What you will do:
a - List every analyte that the ELISA and Western blot methods excerpt says the ELISA kits measured in the cultured supernatants.
b - In the ELISA and Western blot methods excerpt, what was used to block the PVDF membrane?
c - Write the next passage of the ELISA and Western blot methods excerpt, picking up after its final sentence.

═══ Page excerpt

According to the manufacturer's instructions, the ELISA kits (Jianheng Bioengineering, Nanjing, China) were used to measure the concentrations of COX2, TNF-α, IL-6, IL-18, and RANKL in the cultured supernatants. Results were determined by comparing the samples with the standard curve generated by the kit. All samples and standards were tested in triplicate.

Western blot

The hPDL cells were lysed on ice for 30 min using a protein extraction buffer containing RIPA, NaF, and PMSF. The collected proteins were denatured in a water bath at 95°C for 10 min and then centrifuged at 12,000 r/min for 10 min at 4°C. The supernatant was transferred to a new tube. Equal amounts of protein were loaded onto a gel for separation by SDS-PAGE. The proteins were then transferred to a PVDF membrane (Millipore) and blocked with 5% non-fat milk or bovine serum albumin, followed by incubation with primary (incubated overnight at 4°C) and secondary antibodies (incubated for 1 h at room temperature). The primary antibody used was as follows: NLRP3 (Abcam, ab263899, 1:1000), Caspase-1 (Abcam, ab207802, 1:1000), Cleaved Caspase-1 (Cl-Casp-1, Invitrogen, # PA5-99390, 1:500), GSDMD (Abcam, ab210070, 1:1000), N-terminal GSDMD (N-GSDMD, Abcam, ab215203, 1:1000), IL-1β (Abcam, ab283818, 1:1000), Cleaved IL-1β (Cl-IL-1β, Invitrogen, PA5-105048, 1:1000), RANKL (Abcam, ab45039, 1:1000), OPG (Abcam, ab73400, 1:1000), TRPV4 (Abcam, ab307444, 1:1000), GAPDH (Abcam, ab8245, 1:1000). Protein levels were normalized using glyceraldehyde-3-phosphate dehydrogenase (GAPDH) as the internal control. After electrophoresis and transfer, bands were visualized using enhanced chemiluminescence, and densitometric analysis was performed using ImageJ software (NIH). The relative expression of target proteins was calculated as the ratio of the gray value of the target protein band to that of the GAPDH band in the same sample.

══════
═══ Extracted entries

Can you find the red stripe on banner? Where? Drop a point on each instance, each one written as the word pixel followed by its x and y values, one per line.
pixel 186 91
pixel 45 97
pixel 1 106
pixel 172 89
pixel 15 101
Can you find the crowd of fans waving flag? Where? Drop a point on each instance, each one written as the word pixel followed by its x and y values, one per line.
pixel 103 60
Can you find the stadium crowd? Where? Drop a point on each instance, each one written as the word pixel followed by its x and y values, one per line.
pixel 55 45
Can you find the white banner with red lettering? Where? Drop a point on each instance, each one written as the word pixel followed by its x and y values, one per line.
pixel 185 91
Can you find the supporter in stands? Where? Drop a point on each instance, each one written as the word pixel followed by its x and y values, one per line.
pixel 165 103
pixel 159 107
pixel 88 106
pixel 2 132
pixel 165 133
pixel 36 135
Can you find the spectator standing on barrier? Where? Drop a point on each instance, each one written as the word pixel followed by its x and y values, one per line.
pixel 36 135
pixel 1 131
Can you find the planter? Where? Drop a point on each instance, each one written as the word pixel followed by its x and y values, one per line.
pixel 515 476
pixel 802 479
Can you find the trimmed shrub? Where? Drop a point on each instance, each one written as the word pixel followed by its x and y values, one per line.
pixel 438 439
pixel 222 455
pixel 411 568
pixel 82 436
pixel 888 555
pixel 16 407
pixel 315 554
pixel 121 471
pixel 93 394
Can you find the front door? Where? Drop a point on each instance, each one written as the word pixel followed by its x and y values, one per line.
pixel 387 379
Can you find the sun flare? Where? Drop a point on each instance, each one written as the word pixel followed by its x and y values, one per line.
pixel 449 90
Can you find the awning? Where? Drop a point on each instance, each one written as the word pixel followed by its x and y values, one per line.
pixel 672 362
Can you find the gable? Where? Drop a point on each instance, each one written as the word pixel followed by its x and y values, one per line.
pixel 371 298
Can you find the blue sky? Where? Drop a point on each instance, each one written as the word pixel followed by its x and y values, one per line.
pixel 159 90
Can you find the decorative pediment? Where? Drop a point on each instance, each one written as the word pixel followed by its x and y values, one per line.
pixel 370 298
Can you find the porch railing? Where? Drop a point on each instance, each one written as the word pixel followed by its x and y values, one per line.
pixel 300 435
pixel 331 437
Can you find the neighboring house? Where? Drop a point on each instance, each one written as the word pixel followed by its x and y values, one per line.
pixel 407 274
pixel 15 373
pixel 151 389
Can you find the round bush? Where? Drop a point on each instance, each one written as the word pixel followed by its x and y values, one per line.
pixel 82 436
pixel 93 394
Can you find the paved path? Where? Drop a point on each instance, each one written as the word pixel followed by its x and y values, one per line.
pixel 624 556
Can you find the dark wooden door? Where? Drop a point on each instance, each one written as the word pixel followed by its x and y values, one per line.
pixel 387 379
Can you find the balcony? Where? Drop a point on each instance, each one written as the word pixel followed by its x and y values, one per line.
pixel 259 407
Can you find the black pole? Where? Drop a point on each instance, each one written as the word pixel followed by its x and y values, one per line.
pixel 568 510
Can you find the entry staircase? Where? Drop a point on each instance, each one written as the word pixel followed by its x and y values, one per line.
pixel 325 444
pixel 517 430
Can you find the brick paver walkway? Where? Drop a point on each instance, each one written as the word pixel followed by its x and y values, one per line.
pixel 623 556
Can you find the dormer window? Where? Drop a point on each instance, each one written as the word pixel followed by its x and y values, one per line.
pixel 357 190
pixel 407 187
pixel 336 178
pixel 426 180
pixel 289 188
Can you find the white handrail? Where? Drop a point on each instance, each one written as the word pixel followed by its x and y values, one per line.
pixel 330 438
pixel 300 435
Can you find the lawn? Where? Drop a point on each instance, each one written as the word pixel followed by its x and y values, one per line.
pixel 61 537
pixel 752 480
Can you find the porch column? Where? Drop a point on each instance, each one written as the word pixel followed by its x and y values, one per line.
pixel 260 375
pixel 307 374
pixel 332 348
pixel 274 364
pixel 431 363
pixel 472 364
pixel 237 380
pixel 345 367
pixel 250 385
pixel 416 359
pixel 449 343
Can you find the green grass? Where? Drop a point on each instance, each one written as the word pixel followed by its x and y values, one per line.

══════

Results:
a - COX2, TNF-α, IL-6, IL-18, RANKL

b - 5% non-fat milk or bovine serum albumin.

c -
Osteoclast activation assay and TRAP staining

Human peripheral blood mononuclear cells (hPBMCs) were isolated from peripheral blood samples collected from healthy, consenting volunteers (with no active systemic or periodontal diseases). To account for donor variability, hPBMCs from each individual donor were processed and analyzed separately in independent experiments; cells were not pooled across donors. The hPDL progenitor cells, at a concentration of 5 × 10^3 cells/mL, were seeded into 24-well plates and co-cultured with hPBMCs at 1 × 10^6 cells/mL. The culture medium was supplemented with macrophage colony-stimulating factor (MCSF) at 30 ng/mL and soluble receptor activator of nuclear factor-κB ligand (sRANKL) at 50 ng/mL, lasting for 14 days. After a 14-day co-culture period, the cells were fixed and stained for tartrate-resistant acid phosphatase (TRAP) activity using an acid phosphatase assay kit (387A-1KT; Sigma). Briefly, cells were fixed in 4% paraformaldehyde (PFA) for 10 min, followed by fixation in a 50:50 mixtures of acetone and ethanol for 1 min. The cells were then air-dried and stained for TRAP according to the previously described protocol.²⁴ The control groups for the co-culture system indicated hPBMCs co-cultured with hPDL cells without mechanical loading.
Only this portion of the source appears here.